### Task brief
Pick out each line in the items below that contains the word "dark", and copy those lines.

[start of Extracted records]

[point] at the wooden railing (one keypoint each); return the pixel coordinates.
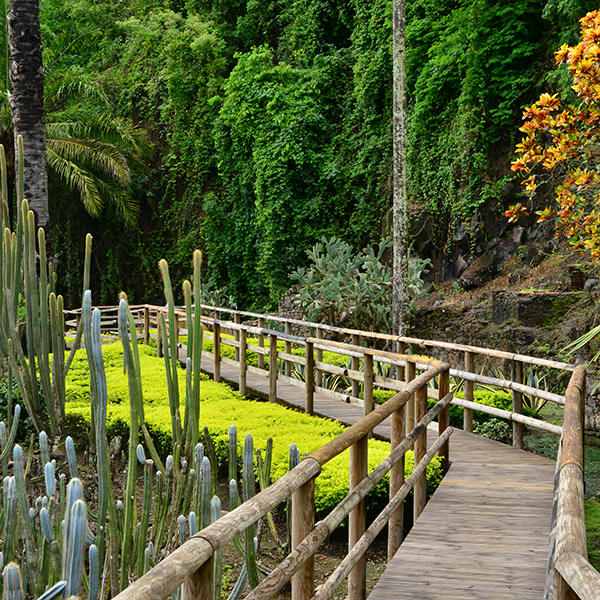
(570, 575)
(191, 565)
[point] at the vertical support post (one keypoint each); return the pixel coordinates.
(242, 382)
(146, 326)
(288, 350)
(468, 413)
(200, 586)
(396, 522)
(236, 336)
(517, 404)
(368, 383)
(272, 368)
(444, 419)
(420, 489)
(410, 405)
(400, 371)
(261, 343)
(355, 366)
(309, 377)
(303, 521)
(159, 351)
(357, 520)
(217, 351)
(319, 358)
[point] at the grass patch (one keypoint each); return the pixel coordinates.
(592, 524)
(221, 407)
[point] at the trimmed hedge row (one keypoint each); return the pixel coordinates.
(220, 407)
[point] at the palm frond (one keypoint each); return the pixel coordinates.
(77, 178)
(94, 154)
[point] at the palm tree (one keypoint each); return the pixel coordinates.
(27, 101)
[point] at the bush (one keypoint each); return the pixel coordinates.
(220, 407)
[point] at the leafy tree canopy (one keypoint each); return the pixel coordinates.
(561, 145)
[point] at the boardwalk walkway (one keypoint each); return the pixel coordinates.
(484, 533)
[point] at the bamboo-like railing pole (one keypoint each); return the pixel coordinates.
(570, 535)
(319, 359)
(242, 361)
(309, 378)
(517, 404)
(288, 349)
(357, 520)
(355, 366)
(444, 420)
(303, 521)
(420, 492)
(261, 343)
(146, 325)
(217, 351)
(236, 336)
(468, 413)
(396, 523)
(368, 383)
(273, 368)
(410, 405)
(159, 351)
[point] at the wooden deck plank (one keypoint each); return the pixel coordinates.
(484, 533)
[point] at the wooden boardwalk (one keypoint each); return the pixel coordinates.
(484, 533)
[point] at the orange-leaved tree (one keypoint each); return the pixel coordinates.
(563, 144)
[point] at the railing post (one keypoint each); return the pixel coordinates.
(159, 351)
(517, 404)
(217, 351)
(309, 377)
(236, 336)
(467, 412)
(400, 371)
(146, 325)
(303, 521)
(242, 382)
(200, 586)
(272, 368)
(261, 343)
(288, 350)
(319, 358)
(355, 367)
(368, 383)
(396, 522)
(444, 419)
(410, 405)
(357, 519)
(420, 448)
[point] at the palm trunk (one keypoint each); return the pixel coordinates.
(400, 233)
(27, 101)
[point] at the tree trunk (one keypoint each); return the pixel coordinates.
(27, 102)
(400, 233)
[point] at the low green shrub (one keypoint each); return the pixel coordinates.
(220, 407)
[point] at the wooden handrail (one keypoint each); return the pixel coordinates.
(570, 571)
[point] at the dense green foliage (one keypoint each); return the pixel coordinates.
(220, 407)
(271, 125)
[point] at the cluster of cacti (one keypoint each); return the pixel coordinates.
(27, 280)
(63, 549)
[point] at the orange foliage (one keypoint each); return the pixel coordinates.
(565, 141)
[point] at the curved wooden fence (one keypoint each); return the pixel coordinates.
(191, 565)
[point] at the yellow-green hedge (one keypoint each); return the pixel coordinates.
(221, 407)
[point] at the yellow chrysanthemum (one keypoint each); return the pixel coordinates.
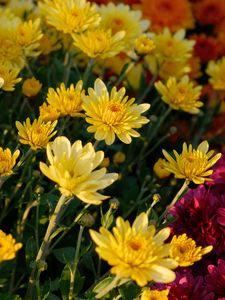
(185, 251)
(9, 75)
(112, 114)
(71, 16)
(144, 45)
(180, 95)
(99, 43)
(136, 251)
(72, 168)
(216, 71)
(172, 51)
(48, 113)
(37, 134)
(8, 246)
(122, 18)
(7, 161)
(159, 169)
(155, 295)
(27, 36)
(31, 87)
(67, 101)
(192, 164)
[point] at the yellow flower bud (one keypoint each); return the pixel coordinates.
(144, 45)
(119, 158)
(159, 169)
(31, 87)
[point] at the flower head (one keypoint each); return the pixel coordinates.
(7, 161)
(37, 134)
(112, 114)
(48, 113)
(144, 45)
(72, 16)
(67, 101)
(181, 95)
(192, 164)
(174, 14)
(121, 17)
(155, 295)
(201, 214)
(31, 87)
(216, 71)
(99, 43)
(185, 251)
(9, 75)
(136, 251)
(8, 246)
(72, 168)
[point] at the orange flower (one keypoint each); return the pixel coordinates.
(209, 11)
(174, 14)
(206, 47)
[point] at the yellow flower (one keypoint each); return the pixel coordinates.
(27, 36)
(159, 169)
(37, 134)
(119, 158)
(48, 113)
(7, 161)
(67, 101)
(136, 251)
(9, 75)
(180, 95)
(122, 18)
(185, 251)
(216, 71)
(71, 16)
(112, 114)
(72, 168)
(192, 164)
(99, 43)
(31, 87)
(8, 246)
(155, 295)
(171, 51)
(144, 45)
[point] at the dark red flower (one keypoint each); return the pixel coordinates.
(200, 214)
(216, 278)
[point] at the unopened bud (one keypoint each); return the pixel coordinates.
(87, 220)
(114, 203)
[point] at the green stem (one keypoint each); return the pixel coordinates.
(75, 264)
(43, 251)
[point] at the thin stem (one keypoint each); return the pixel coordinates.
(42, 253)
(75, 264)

[end of Extracted records]
[start of Extracted records]

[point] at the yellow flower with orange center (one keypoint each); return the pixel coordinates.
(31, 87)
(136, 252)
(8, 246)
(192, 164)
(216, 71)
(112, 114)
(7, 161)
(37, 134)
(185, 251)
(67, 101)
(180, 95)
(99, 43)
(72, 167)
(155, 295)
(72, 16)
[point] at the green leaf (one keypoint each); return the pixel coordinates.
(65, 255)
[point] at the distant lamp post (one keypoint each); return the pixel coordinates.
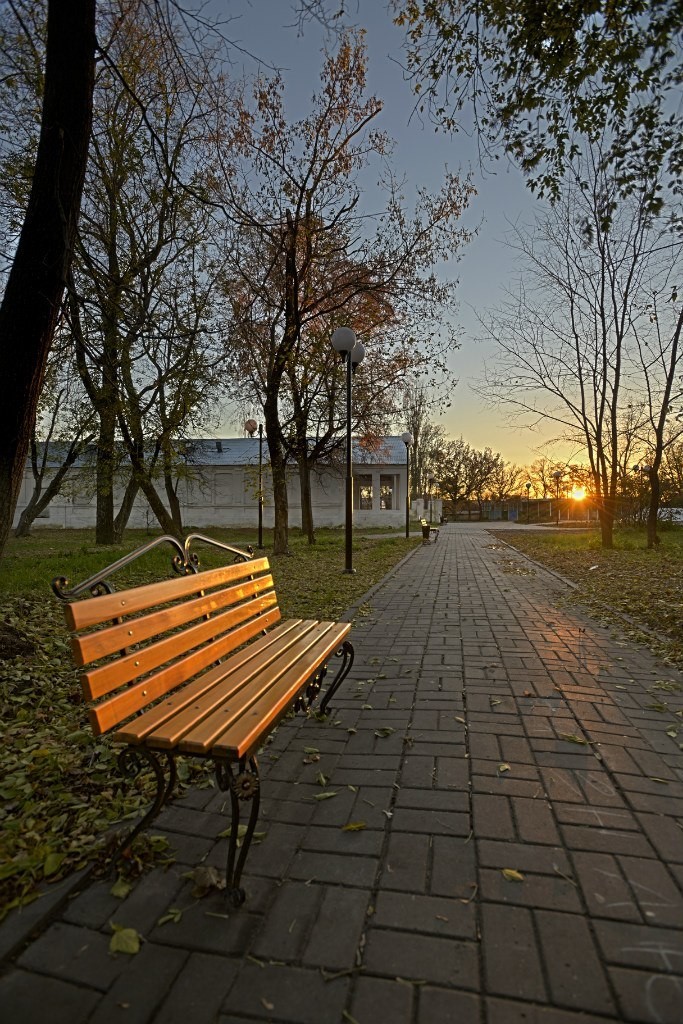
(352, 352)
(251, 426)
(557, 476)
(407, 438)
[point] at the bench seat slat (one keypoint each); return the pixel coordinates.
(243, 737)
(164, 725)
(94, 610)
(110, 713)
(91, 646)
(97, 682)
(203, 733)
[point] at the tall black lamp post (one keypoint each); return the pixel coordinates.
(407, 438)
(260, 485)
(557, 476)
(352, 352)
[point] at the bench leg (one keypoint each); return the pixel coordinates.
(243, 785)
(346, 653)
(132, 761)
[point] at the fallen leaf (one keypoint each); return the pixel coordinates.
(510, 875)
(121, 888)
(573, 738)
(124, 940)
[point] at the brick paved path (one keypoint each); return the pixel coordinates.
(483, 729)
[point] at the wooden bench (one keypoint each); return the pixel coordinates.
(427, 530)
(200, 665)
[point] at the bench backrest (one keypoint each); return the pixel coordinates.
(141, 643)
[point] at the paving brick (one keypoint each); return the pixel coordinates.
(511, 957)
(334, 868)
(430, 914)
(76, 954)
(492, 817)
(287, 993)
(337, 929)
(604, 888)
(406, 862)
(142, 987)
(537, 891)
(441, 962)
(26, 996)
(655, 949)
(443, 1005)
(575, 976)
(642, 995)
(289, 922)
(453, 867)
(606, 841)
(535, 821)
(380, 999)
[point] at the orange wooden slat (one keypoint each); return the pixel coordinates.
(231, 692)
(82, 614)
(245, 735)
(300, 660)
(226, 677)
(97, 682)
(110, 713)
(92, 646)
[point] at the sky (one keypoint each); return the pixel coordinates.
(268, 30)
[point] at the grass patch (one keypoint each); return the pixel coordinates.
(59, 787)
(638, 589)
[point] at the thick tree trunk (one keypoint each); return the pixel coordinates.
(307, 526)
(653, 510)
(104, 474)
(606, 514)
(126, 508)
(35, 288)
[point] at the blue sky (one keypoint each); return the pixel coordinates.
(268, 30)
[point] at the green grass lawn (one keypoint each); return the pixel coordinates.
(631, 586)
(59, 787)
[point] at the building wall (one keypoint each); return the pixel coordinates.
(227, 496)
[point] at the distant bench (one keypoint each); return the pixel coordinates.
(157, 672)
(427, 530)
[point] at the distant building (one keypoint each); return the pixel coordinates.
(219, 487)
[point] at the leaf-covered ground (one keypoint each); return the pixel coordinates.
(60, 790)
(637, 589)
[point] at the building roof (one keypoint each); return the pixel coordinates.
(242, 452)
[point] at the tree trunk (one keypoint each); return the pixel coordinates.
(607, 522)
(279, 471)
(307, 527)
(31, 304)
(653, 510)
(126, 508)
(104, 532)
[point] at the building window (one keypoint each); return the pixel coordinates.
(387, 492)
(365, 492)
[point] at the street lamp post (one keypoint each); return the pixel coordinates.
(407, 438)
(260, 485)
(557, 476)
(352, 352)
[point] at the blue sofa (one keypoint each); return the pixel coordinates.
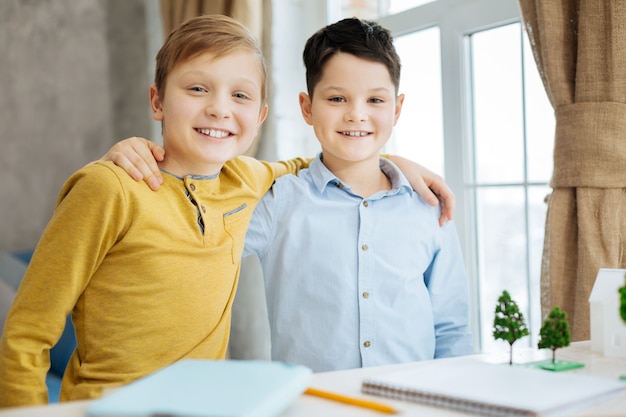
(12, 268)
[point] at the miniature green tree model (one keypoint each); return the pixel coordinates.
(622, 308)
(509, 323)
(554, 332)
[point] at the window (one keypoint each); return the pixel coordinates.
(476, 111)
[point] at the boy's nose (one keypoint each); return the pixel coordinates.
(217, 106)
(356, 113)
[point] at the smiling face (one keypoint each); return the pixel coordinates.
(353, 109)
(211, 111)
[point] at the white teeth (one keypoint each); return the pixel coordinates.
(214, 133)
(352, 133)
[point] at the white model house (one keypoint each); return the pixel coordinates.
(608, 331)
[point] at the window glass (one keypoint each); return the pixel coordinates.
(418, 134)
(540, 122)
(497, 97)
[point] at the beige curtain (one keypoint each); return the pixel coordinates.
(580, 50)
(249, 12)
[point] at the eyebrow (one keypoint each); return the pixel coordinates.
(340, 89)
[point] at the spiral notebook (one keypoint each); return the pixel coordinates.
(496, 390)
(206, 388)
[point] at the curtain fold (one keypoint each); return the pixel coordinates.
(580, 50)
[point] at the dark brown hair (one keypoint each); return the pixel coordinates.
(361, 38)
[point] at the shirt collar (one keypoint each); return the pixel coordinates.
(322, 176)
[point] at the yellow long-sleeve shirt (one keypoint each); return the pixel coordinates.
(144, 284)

[end of Extracted records]
[start of Extracted records]

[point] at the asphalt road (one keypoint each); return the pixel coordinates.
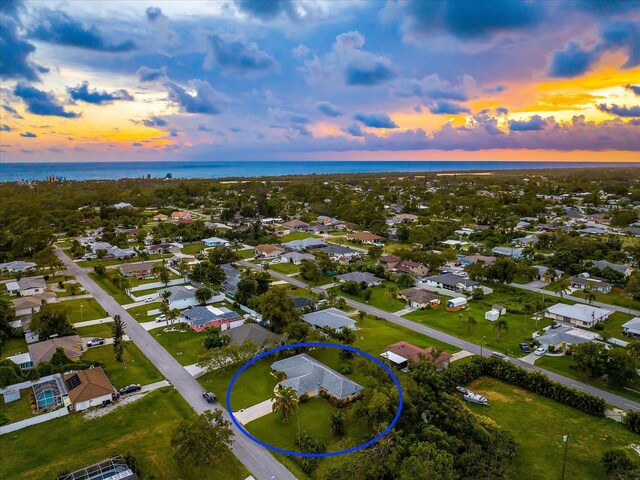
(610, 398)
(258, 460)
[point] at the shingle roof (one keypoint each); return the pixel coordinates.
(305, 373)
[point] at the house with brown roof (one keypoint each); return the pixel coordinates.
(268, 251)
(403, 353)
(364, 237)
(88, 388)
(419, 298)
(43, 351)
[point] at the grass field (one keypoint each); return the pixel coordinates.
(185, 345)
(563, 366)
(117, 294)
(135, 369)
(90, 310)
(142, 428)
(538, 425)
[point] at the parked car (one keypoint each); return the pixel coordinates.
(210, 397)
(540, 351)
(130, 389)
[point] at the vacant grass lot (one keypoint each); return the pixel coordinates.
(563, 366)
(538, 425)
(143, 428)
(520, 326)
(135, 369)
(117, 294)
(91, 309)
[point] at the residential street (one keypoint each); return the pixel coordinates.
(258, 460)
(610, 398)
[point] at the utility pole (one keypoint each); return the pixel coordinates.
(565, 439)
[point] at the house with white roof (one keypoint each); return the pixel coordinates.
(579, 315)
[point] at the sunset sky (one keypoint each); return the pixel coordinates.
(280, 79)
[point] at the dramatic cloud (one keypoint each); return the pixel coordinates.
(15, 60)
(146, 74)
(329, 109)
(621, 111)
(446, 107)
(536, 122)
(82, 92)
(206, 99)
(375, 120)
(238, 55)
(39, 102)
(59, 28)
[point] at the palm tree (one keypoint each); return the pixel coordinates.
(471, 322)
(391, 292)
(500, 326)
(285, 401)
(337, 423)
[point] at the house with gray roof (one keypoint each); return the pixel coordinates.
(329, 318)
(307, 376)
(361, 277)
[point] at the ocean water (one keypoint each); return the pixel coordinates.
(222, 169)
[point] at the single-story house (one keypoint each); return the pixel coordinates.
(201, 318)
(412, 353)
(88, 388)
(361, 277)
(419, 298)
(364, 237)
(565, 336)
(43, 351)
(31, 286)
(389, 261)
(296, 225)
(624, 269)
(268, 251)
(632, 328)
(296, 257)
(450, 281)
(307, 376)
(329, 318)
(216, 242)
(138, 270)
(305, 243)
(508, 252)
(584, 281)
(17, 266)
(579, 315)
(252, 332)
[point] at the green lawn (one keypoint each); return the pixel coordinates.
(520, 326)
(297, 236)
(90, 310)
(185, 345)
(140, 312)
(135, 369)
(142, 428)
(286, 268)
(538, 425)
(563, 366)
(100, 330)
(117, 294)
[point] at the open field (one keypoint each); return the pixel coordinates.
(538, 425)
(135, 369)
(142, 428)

[end of Extracted records]

### In response
[point] at the dark red flower (one keypoint each); return the pixel coordinates.
[point] at the dark brown hair (one keypoint each); return the pixel coordinates.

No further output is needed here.